----- Material provided
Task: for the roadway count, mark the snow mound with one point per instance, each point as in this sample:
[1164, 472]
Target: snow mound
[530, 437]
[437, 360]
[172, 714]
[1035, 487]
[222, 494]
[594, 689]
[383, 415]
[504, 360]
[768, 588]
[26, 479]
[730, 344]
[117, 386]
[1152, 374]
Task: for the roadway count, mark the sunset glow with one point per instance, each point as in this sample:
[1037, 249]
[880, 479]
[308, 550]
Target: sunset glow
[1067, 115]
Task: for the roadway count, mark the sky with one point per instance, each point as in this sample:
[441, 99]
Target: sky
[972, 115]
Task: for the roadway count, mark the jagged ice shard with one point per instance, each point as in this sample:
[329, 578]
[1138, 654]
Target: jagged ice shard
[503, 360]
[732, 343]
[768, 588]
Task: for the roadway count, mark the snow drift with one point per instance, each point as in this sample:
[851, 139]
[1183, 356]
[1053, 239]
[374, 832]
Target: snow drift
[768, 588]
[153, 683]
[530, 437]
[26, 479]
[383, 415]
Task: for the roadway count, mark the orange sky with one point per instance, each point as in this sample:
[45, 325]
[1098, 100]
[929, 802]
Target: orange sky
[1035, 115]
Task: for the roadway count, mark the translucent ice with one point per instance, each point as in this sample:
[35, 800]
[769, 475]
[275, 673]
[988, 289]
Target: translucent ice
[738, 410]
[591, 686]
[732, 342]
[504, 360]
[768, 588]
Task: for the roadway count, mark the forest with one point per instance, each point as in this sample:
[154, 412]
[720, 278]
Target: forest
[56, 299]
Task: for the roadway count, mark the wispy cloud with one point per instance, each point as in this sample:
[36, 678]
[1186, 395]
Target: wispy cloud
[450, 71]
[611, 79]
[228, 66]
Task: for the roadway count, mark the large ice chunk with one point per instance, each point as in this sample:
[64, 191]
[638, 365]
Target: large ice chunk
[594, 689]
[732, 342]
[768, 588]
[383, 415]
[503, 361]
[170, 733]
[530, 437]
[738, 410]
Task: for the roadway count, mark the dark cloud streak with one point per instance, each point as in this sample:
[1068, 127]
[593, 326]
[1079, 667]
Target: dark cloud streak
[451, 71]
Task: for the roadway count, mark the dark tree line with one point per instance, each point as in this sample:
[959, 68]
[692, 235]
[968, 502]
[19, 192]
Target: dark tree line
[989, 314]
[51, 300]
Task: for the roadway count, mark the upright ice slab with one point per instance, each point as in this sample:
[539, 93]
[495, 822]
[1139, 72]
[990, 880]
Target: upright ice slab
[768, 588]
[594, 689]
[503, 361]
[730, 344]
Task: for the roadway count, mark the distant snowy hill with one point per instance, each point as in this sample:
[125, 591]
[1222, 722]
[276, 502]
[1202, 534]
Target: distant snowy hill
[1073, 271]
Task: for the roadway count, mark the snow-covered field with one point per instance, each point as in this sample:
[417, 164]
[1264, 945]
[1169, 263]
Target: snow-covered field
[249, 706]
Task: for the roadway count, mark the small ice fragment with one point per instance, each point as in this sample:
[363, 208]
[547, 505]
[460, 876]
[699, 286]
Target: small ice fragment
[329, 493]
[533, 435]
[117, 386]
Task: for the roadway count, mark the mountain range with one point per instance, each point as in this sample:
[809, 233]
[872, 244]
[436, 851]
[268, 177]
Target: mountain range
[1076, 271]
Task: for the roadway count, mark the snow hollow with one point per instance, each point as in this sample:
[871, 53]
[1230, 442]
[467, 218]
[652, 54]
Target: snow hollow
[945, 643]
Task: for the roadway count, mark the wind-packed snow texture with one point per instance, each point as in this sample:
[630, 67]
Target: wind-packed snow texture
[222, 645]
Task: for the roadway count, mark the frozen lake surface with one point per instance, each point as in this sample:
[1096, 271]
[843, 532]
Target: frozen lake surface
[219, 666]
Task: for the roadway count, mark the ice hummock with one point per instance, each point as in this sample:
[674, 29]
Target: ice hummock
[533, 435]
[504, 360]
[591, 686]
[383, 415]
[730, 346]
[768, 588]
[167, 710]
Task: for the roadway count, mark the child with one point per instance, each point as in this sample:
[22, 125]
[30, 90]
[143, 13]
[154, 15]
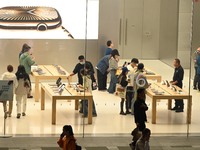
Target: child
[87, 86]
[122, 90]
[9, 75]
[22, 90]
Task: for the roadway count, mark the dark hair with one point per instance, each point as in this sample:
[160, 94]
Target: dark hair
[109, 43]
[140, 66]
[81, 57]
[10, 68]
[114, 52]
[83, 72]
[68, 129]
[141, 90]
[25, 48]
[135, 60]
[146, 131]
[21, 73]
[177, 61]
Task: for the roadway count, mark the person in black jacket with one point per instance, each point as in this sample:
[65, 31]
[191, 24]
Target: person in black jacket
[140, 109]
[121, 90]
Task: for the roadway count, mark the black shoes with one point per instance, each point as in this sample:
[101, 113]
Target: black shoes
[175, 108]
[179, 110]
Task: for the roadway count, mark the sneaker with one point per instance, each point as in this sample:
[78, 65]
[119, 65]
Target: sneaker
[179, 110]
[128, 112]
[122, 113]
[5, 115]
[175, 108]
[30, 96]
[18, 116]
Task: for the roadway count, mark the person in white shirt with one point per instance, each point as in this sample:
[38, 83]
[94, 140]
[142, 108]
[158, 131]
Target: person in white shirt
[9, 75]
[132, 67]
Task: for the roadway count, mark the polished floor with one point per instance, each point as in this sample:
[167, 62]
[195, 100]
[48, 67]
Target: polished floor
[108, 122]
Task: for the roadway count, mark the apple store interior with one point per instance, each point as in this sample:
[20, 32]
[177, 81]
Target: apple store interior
----------
Requirement
Please return every entry above word for word, leaving out the pictures.

Correct result
Task: for the roadway count, mark the snow mound with one point per instance, each point as in this sample:
[1164, 472]
Target: snow mound
[530, 437]
[437, 360]
[172, 714]
[1035, 487]
[222, 494]
[594, 689]
[383, 415]
[504, 360]
[768, 588]
[26, 479]
[730, 344]
[117, 386]
[1152, 374]
Task: for the roadway count, mark the sunset glow with one point per instance, each point as in this sample:
[1037, 249]
[880, 479]
[308, 550]
Target: sunset glow
[1067, 115]
Task: for the roadway count, mark the sky with one point per instance, each point as in this sample:
[441, 99]
Target: sky
[972, 115]
Task: for the roadway count, mark the jagged ice shard with one point per instance, each point as in this sample:
[329, 578]
[1138, 654]
Target: jagged ice shard
[503, 360]
[732, 343]
[768, 588]
Task: for the roadway count, mark the snow drift with one point per instance, each point as in this sample:
[851, 139]
[1183, 356]
[1053, 239]
[374, 832]
Target: snow drift
[768, 588]
[153, 683]
[530, 437]
[26, 479]
[383, 415]
Task: for the roadway count, mark the orange sky with one point per instance, each point as in this sample:
[45, 325]
[1098, 100]
[929, 802]
Target: orange sky
[1035, 115]
Task: for the roadway count, mark the translucent ice with one point per instance, each point as in this sample:
[35, 800]
[769, 475]
[275, 673]
[988, 289]
Target: translucent ice
[738, 410]
[591, 686]
[732, 342]
[504, 360]
[768, 588]
Task: for the roadway count, mark the forest with one point per instance, each point as in this sample:
[154, 412]
[720, 278]
Target: forest
[56, 299]
Task: for the roadway count, mark the wispy cloud with one point per instance, each point as in this sample:
[36, 678]
[1186, 395]
Target: wispy cloud
[450, 71]
[611, 79]
[228, 66]
Task: for the roadway count, mark the large ice chunk with one point per instance, each point as in this sample:
[64, 191]
[638, 365]
Target: large ice chunk
[594, 689]
[732, 342]
[768, 588]
[383, 415]
[503, 361]
[170, 733]
[530, 437]
[738, 410]
Task: for the roadway count, mark the dark cloud streak with one point per instance, each point as in this sample:
[1068, 127]
[593, 326]
[1079, 667]
Target: dark cloud streak
[451, 71]
Task: for the roadway count, mark the dark tree line with one point per instance, each point as in this sample:
[959, 68]
[692, 235]
[968, 502]
[19, 192]
Target: dark tree line
[989, 314]
[51, 300]
Task: for the roadway count, mark the upright ice slab with one point per instance, each point as in this sample:
[539, 93]
[495, 822]
[1139, 72]
[990, 880]
Target: upright ice slab
[768, 588]
[594, 689]
[503, 361]
[730, 344]
Task: for the roadway count, mark the distant snowy hill with one point per instance, each point as in this sample:
[125, 591]
[1222, 722]
[276, 502]
[1202, 534]
Target: distant snowy hill
[1073, 271]
Task: for the roadway count, mark the snow-covered field with one point per instance, each point as in this sample:
[417, 164]
[1264, 945]
[1169, 263]
Target: snow-covered field
[249, 706]
Task: for the roadway count, mark the small ice fragment with one point per instance, each point as in this sample:
[363, 208]
[547, 505]
[460, 876]
[699, 286]
Target: small ice fragment
[329, 493]
[533, 435]
[117, 386]
Task: for the roadway count, mark the mountain range with one point per instance, each point as in this sample:
[809, 233]
[872, 244]
[436, 851]
[268, 177]
Target: mountain range
[1076, 271]
Task: for the roadway count, mark the snow hollow with one point per instance, each point as in this sample:
[871, 53]
[1230, 442]
[467, 218]
[652, 54]
Target: snow hollow
[945, 643]
Task: for the roadway count, mark the wind-packed snow texture with one point per instance, each point as in this sample:
[630, 67]
Target: wind-packed snow texture
[222, 645]
Task: for the roadway count, mark the frozen lake surface with one point per instance, each point as in this sample:
[1096, 271]
[843, 532]
Target: frozen lake surface
[219, 666]
Task: for the roadway count, mark the ice hummock with one point per instance, each point as in this sample:
[674, 29]
Target: ice hummock
[533, 435]
[504, 360]
[591, 686]
[383, 415]
[730, 346]
[768, 588]
[167, 710]
Task: for the roadway count, mark the child with one point per instance, each point as in this sample:
[22, 125]
[30, 90]
[143, 13]
[154, 15]
Target: child
[87, 86]
[122, 90]
[9, 75]
[22, 90]
Task: for the roadway count, mark the dark hair with one point per instance, each point as in this sample:
[160, 94]
Target: dark hair
[109, 43]
[140, 66]
[81, 57]
[10, 68]
[114, 52]
[83, 72]
[68, 129]
[141, 90]
[25, 48]
[135, 60]
[146, 131]
[21, 73]
[177, 61]
Task: for the roadway count, mark the person in black jacket with one point per instance, each point as in this sample:
[65, 31]
[191, 24]
Target: person in black jacket
[140, 109]
[121, 90]
Task: for the roadway count, mark the black shoes with one point per instance, each point as in this sample:
[101, 113]
Target: black shoes
[175, 108]
[179, 110]
Task: for the roadway count, mark the sneaker with one point per instance, each point as in this sample:
[78, 65]
[119, 65]
Target: sneaker
[179, 110]
[128, 112]
[122, 113]
[5, 115]
[175, 108]
[30, 96]
[18, 116]
Task: for the roadway count, mark the person in white shirt with one point per instance, each point as in this sample:
[38, 83]
[94, 140]
[142, 108]
[158, 131]
Target: person in white shirt
[9, 75]
[132, 67]
Task: for the roadway count, mark the polished floor with one point per instance, each point as in this sample:
[167, 62]
[195, 100]
[48, 67]
Target: polished floor
[108, 122]
Task: for the roadway count, mark the apple store interior with one point per instance, each point as in this sample:
[20, 32]
[177, 81]
Target: apple store interior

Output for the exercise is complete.